# start of Stored data

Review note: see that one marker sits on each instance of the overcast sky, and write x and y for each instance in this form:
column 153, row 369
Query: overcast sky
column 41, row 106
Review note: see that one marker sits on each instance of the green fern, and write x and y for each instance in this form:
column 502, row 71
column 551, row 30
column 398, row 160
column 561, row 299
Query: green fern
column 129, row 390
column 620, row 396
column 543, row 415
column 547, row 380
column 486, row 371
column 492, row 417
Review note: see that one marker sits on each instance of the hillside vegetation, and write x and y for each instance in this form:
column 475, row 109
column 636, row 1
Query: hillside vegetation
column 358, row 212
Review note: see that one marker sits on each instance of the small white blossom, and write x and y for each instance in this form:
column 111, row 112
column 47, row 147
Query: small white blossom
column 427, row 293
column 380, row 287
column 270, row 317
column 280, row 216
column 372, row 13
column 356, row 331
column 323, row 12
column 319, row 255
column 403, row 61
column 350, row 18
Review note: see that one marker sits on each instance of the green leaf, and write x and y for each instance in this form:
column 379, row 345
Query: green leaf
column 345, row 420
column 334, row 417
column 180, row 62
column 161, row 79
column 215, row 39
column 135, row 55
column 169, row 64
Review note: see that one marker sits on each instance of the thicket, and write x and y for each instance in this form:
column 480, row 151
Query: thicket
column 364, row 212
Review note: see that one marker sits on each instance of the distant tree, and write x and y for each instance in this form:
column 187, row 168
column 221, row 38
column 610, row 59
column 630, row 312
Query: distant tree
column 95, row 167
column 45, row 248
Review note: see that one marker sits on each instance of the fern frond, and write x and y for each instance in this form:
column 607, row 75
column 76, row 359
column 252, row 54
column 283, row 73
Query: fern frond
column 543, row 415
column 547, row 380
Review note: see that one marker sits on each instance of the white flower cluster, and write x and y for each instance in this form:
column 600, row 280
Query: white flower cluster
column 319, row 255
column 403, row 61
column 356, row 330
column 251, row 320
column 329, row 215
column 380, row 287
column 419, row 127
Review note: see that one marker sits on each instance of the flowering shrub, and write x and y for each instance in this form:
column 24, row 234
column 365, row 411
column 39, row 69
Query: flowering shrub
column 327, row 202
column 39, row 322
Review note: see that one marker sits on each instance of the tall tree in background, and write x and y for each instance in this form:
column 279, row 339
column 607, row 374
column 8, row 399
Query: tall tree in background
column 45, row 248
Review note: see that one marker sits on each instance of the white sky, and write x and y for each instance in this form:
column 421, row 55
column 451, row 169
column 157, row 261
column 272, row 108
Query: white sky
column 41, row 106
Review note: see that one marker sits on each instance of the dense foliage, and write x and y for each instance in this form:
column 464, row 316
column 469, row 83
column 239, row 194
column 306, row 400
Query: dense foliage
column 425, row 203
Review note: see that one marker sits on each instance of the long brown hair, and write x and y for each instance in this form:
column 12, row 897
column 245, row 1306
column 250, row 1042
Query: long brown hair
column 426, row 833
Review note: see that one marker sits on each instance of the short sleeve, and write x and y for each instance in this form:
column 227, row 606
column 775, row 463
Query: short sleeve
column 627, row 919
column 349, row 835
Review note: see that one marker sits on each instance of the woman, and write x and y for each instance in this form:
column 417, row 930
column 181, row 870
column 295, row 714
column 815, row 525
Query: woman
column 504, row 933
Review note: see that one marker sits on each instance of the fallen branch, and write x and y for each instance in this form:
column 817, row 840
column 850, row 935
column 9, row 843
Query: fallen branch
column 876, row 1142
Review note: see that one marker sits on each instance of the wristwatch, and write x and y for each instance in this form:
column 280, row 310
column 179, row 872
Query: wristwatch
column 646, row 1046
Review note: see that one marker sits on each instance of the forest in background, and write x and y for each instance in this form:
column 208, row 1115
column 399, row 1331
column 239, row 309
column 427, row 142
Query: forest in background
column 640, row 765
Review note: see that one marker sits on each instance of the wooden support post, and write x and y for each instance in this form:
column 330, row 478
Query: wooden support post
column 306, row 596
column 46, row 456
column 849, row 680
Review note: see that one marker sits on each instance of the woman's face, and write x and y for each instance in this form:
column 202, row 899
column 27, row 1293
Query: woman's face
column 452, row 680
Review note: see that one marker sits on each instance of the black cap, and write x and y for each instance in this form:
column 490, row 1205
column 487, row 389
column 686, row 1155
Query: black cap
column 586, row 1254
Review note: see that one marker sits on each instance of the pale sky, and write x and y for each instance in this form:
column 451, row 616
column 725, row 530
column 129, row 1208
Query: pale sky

# end of Stored data

> _Stated exercise_: Rewrite all of the lines above, renaming "Review note" to "Checker note" at every occurrence and leaving the rest unchanged.

> _Solution for this exercise_:
Checker note: see that one marker sits on each instance of the overcast sky, and write x and y for each instance in this form:
column 153, row 369
Query: overcast sky
column 41, row 106
Checker note: see that one marker sits on each instance of the green fern, and write x and y for each instance in this form:
column 502, row 71
column 551, row 30
column 398, row 160
column 561, row 299
Query: green fern
column 129, row 390
column 620, row 396
column 543, row 415
column 547, row 380
column 486, row 371
column 492, row 417
Checker note: see that one marker sits on each instance of the hillside vegetation, and write x and y for each instance in this form:
column 475, row 109
column 636, row 1
Query: hillside vegetation
column 358, row 212
Checker note: see that one marker sits on each instance of the small white blossom, and write x and y for each instance in this form:
column 111, row 112
column 47, row 147
Query: small white blossom
column 427, row 293
column 380, row 287
column 270, row 317
column 280, row 216
column 372, row 13
column 356, row 331
column 323, row 12
column 319, row 255
column 403, row 61
column 350, row 18
Checker note: see that one marker sits on each instance of the green leaf, and write x and y for each instance in this form:
column 379, row 345
Query: green leaf
column 345, row 420
column 334, row 417
column 180, row 62
column 161, row 79
column 215, row 39
column 135, row 55
column 169, row 64
Checker note: see that one marker sits on each instance of the thicket, and write x and y for each instance in this form:
column 480, row 151
Query: thicket
column 364, row 212
Checker note: see that one marker sits on each instance of the distant tree, and write x and y for each instance in this form:
column 187, row 168
column 221, row 38
column 610, row 59
column 630, row 312
Query: distant tree
column 95, row 167
column 45, row 248
Checker note: see that one marker sits on each instance of the fern frond, and write x and y for each instance in this form:
column 607, row 75
column 76, row 359
column 252, row 54
column 283, row 73
Query: fern frond
column 543, row 415
column 547, row 380
Checker note: see that one marker sits on each instance of the white flower cluster, and write x and y for each instance in this form:
column 600, row 280
Query: white flower cluster
column 319, row 255
column 403, row 61
column 356, row 330
column 251, row 320
column 329, row 215
column 380, row 287
column 419, row 127
Checker note: see that one marker sits on each instance of the flowering shrub, and write x and y for each instance in this form:
column 24, row 234
column 365, row 411
column 39, row 69
Query: flowering shrub
column 327, row 202
column 39, row 322
Checker note: see that one marker sits on each instance of the tall tree in background, and write x and y for each instance in this form:
column 279, row 339
column 607, row 374
column 8, row 399
Query: tall tree in background
column 45, row 248
Checker note: see that one marker sits on each instance of the white sky, and write x and y for each instance in this form:
column 421, row 55
column 451, row 169
column 157, row 261
column 272, row 108
Query: white sky
column 41, row 106
Checker note: see that one marker sits on each instance of the dense foliage, and write x and y for each instance in this form:
column 464, row 316
column 469, row 83
column 239, row 194
column 306, row 400
Query: dense foliage
column 425, row 203
Checker note: see that one marker sits on each instance of the long brown hair, and write x and y for each instance in this form:
column 12, row 897
column 245, row 1306
column 250, row 1042
Query: long brown hair
column 426, row 833
Checker note: see that one marker sits on each instance of the short sleeve, and write x and y for each instance in this form:
column 227, row 606
column 775, row 463
Query: short sleeve
column 627, row 919
column 349, row 835
Checker note: see that one marker sits on each instance of the woman, and write x and y for each instance in this form:
column 417, row 930
column 181, row 870
column 295, row 714
column 815, row 525
Query: woman
column 504, row 933
Checker note: see that one marker sits on each instance of the fallen branch, and write x and y for each instance in this form:
column 817, row 840
column 850, row 935
column 9, row 843
Query: fallen branch
column 876, row 1142
Checker note: see that one marker sits on each instance of the wristwatch, and write x and y for each instance in this form:
column 280, row 310
column 179, row 872
Query: wristwatch
column 646, row 1046
Checker note: see that one marker sits on each instance of the forest in background, and write x and y for each instance in this form:
column 208, row 1115
column 399, row 1331
column 239, row 309
column 427, row 142
Query: forest in background
column 640, row 765
Checker note: see that one marker sits on each instance of the wooden support post, and write x and y for each instance in this form:
column 330, row 478
Query: wooden support post
column 306, row 596
column 46, row 456
column 849, row 680
Checker note: see that one marker sits on each instance of the woman's face, and write x and y for each instance in this form:
column 202, row 899
column 27, row 1293
Query: woman's face
column 452, row 680
Checker note: see that one marker sits on each instance of the black cap, and write x and y for each instance in this form:
column 490, row 1205
column 487, row 389
column 686, row 1155
Query: black cap
column 586, row 1254
Checker note: see that one marker sits on each instance of the pale sky, and write x and y for each instance in this form:
column 451, row 616
column 725, row 530
column 129, row 1208
Query: pale sky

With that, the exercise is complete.